** Start **

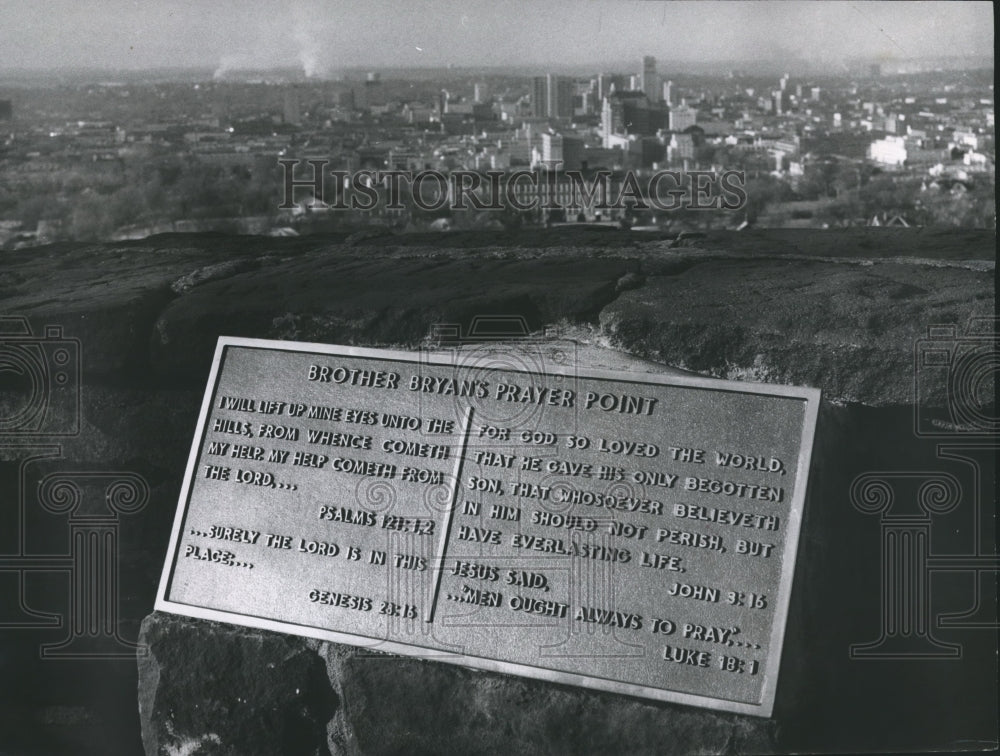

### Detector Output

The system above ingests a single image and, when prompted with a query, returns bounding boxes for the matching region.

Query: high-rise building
[601,92,667,147]
[663,79,674,105]
[670,105,698,131]
[531,74,573,118]
[771,89,785,115]
[640,55,661,102]
[597,74,629,102]
[284,85,302,126]
[531,76,549,117]
[541,133,583,171]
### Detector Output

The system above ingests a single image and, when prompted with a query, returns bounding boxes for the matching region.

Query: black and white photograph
[0,0,1000,756]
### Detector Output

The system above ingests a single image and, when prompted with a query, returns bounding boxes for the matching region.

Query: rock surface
[0,229,996,756]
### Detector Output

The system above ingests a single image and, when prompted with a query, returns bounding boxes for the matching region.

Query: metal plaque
[156,338,819,716]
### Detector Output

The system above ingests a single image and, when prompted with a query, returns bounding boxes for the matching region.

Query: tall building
[597,74,629,102]
[670,105,698,131]
[541,133,583,171]
[641,55,661,102]
[601,92,667,148]
[663,79,674,105]
[531,74,573,118]
[284,85,302,126]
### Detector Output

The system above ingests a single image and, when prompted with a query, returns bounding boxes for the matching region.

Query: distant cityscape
[0,56,996,249]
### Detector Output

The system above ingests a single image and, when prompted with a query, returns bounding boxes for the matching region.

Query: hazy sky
[0,0,993,73]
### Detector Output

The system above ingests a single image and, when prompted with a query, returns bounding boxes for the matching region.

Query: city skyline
[0,0,993,77]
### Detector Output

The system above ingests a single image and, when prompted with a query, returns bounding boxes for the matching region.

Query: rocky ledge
[0,229,996,756]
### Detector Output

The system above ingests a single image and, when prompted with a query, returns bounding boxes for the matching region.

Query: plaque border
[154,336,822,717]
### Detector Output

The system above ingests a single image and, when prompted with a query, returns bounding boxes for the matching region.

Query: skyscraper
[283,85,302,126]
[531,76,549,117]
[640,55,662,102]
[531,74,573,118]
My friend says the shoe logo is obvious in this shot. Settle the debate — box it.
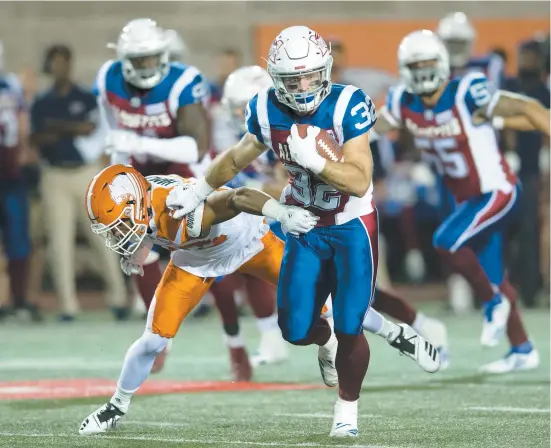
[425,341,438,362]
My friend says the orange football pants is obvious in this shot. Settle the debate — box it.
[150,231,284,338]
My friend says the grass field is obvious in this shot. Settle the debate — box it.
[0,304,550,448]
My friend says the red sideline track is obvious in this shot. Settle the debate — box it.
[0,378,323,400]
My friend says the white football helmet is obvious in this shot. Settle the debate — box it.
[267,26,333,115]
[222,65,273,134]
[166,30,187,61]
[398,30,450,95]
[436,12,476,68]
[108,19,171,89]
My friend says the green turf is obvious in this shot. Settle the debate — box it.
[0,310,550,448]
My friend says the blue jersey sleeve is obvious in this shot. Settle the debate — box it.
[245,95,264,143]
[458,73,497,115]
[178,69,210,108]
[342,89,377,144]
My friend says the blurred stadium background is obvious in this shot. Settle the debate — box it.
[0,2,549,318]
[0,1,550,448]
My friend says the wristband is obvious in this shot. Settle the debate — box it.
[194,177,215,200]
[492,117,505,130]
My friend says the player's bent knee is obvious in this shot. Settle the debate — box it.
[141,331,171,353]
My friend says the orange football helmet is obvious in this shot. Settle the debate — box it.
[85,165,151,257]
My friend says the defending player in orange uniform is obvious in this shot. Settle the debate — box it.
[80,165,318,435]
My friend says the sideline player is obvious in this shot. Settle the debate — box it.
[436,12,505,88]
[167,26,440,437]
[376,30,549,373]
[224,66,449,370]
[94,19,210,372]
[79,165,317,435]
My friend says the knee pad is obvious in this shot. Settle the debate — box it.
[140,331,169,353]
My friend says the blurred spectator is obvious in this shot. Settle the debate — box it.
[505,41,550,307]
[211,48,242,103]
[0,43,41,320]
[19,67,45,312]
[31,45,126,321]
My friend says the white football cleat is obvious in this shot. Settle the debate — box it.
[318,330,339,387]
[329,398,358,437]
[251,328,289,367]
[78,402,125,436]
[418,317,450,370]
[480,348,540,374]
[388,324,440,373]
[480,294,511,347]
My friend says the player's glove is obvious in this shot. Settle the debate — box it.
[165,177,214,219]
[287,124,327,174]
[105,129,140,155]
[262,199,319,235]
[121,257,143,277]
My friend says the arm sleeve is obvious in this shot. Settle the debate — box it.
[383,85,406,127]
[342,89,377,144]
[245,95,264,143]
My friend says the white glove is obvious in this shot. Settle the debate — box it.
[121,257,143,277]
[262,199,319,235]
[165,177,214,219]
[287,124,327,174]
[105,129,140,155]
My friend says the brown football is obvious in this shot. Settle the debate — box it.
[297,124,342,162]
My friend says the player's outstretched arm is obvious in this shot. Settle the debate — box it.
[166,134,267,219]
[205,133,267,189]
[190,187,319,236]
[227,187,319,235]
[373,106,401,135]
[482,90,550,136]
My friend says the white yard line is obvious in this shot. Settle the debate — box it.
[0,432,399,448]
[274,412,386,419]
[464,406,549,414]
[121,420,193,428]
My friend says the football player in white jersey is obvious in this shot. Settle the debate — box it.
[211,66,288,368]
[376,30,549,373]
[436,12,505,309]
[94,19,210,371]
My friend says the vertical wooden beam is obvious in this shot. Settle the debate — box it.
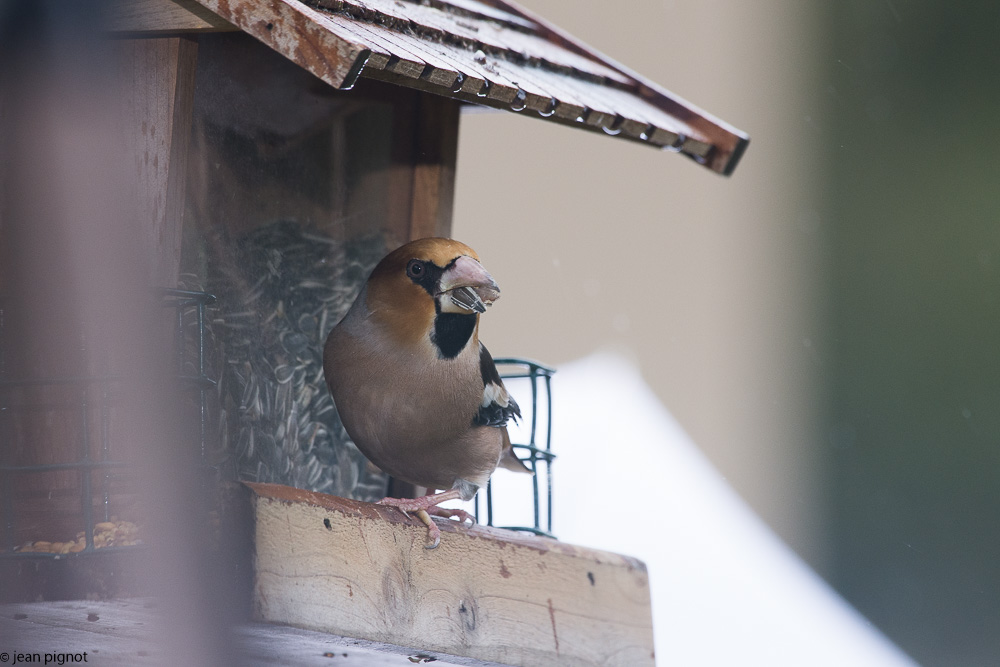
[120,37,198,287]
[410,93,461,239]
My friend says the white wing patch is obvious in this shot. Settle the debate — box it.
[482,382,510,408]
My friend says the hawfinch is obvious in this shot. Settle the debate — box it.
[323,238,530,549]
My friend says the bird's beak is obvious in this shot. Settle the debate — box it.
[439,255,500,313]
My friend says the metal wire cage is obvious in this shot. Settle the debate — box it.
[0,289,215,559]
[0,289,555,560]
[475,357,555,537]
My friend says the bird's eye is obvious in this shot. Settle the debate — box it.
[406,259,425,278]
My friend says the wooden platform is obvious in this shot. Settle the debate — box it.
[0,484,654,667]
[247,484,654,667]
[0,598,469,667]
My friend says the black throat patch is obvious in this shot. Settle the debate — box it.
[431,303,476,359]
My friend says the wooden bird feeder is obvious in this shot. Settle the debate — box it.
[0,0,749,665]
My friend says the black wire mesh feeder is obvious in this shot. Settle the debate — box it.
[0,289,217,601]
[475,357,556,538]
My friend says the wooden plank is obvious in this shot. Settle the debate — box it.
[117,37,198,287]
[0,597,478,667]
[328,0,631,84]
[484,0,750,175]
[191,0,370,88]
[410,94,461,239]
[103,0,238,35]
[247,484,654,666]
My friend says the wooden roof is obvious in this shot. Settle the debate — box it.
[145,0,749,174]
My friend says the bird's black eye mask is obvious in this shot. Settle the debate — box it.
[406,257,458,298]
[406,257,476,359]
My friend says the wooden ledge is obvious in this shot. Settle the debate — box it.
[246,484,654,665]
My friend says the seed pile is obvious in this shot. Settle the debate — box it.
[206,221,387,501]
[15,517,142,554]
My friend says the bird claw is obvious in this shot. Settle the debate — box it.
[376,492,476,549]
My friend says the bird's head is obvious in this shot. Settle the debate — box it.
[367,238,500,352]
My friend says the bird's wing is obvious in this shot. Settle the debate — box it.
[472,343,521,426]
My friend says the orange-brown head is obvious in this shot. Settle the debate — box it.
[365,238,500,357]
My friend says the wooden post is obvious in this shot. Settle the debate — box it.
[410,93,461,239]
[120,37,198,287]
[247,484,654,666]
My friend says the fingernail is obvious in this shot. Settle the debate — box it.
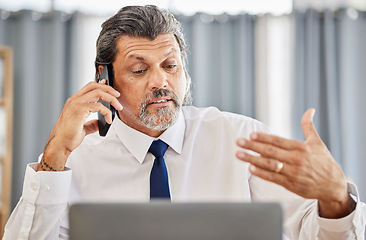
[238,139,245,147]
[311,109,315,121]
[238,152,245,158]
[250,133,258,140]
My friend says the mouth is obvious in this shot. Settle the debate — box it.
[148,98,172,105]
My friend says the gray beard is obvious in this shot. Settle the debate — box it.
[139,89,181,131]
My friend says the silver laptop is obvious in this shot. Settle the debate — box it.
[69,202,282,240]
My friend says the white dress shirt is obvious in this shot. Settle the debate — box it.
[4,107,366,240]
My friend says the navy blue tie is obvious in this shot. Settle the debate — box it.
[149,140,170,199]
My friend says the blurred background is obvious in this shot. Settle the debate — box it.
[0,0,366,214]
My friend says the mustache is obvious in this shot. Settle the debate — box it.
[141,89,180,109]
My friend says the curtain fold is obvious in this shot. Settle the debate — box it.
[0,7,366,211]
[177,13,256,117]
[0,11,73,207]
[293,9,366,199]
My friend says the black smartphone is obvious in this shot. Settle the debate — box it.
[98,64,116,137]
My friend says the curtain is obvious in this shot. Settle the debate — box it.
[0,11,256,207]
[293,9,366,199]
[177,13,256,117]
[0,11,71,206]
[0,11,106,207]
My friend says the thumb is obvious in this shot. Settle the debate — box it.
[301,108,320,140]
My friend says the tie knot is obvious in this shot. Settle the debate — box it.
[149,139,168,158]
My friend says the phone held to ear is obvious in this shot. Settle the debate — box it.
[98,64,116,137]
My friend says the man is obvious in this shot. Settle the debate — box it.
[4,6,366,239]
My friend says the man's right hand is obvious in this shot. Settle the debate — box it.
[37,80,122,171]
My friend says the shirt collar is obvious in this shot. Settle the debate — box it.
[111,111,186,163]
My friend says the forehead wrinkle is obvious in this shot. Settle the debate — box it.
[118,37,179,61]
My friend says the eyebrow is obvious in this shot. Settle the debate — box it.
[128,47,177,61]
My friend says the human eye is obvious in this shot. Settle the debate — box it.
[166,64,177,69]
[132,69,146,75]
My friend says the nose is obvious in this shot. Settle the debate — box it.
[149,69,168,90]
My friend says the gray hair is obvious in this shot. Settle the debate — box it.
[95,5,191,104]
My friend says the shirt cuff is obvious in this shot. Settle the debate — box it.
[318,183,362,232]
[22,163,72,204]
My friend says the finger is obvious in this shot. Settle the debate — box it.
[88,102,112,124]
[250,132,303,150]
[249,165,289,188]
[80,89,123,110]
[236,151,283,173]
[237,138,293,163]
[301,108,320,140]
[84,119,99,135]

** End **

- Exercise requirements
Rewrite the data from the line with "My friend says the football" through the line with "[376,492,476,549]" as a JSON list of strings, one string per line and both end lines included. Leave the pictures out.

- Task solution
[
  "My friend says the football player in white jersey is obvious in this shot. Settle the debate — box it.",
  "[211,66,288,368]",
  "[376,30,549,373]",
  "[436,12,505,309]",
  "[94,19,210,371]",
  "My friend says the vertical wooden beam is obvious in this shot. Settle the debate — box it.",
  "[120,37,198,287]",
  "[410,93,461,239]",
  "My friend says the white wing patch is obvious in this shot. Settle the debate — box it.",
  "[482,382,510,408]",
  "My friend says the hawfinch is obvious in this shot. Settle the debate — box it.",
  "[323,238,530,549]",
  "My friend says the bird's beak is obvious in this shot. Settle the debate — box it.",
  "[439,255,500,313]",
  "My friend says the metal wire cage is obvious in this shot. Settle the debate — box it.",
  "[0,289,215,559]",
  "[0,289,555,560]",
  "[475,357,555,537]",
  "My friend says the bird's eye is obvious in this shot. Settle the debate — box it.",
  "[406,259,425,278]",
  "My friend says the wooden platform is obvious in this shot. Settle the debate — box it.",
  "[0,484,654,667]",
  "[247,484,654,667]",
  "[0,598,469,667]",
  "My friend says the black throat patch is obvious in this shot. Settle the debate — box it.",
  "[431,303,476,359]",
  "My friend says the wooden bird feeder is obvious in this shot. Settle the debate — box it.",
  "[0,0,749,665]",
  "My friend says the black wire mesh feeder is obvious in this shot. Settle the debate — box it.",
  "[0,289,217,601]",
  "[475,357,556,538]",
  "My friend says the wooden plank is obvious in this shot. Settle the debate — box it.",
  "[117,37,198,287]",
  "[0,597,478,667]",
  "[328,0,631,84]",
  "[484,0,750,175]",
  "[191,0,370,88]",
  "[410,94,461,239]",
  "[103,0,238,35]",
  "[247,484,654,666]",
  "My friend says the wooden roof is obvious in this shot. Settle the debate — box it.",
  "[145,0,749,174]",
  "My friend says the bird's black eye mask is obvious in this shot. Settle the debate — box it.",
  "[406,257,458,298]",
  "[406,257,476,359]",
  "My friend says the wooden ledge is obvious in this shot. Settle the debate — box it.",
  "[246,484,654,665]",
  "My friend says the seed pile is obvious in this shot. Settle the debate — box it.",
  "[206,221,387,501]",
  "[15,517,142,554]",
  "My friend says the bird claw is obvious in this shot. Settle the debate — box it.",
  "[376,492,476,549]"
]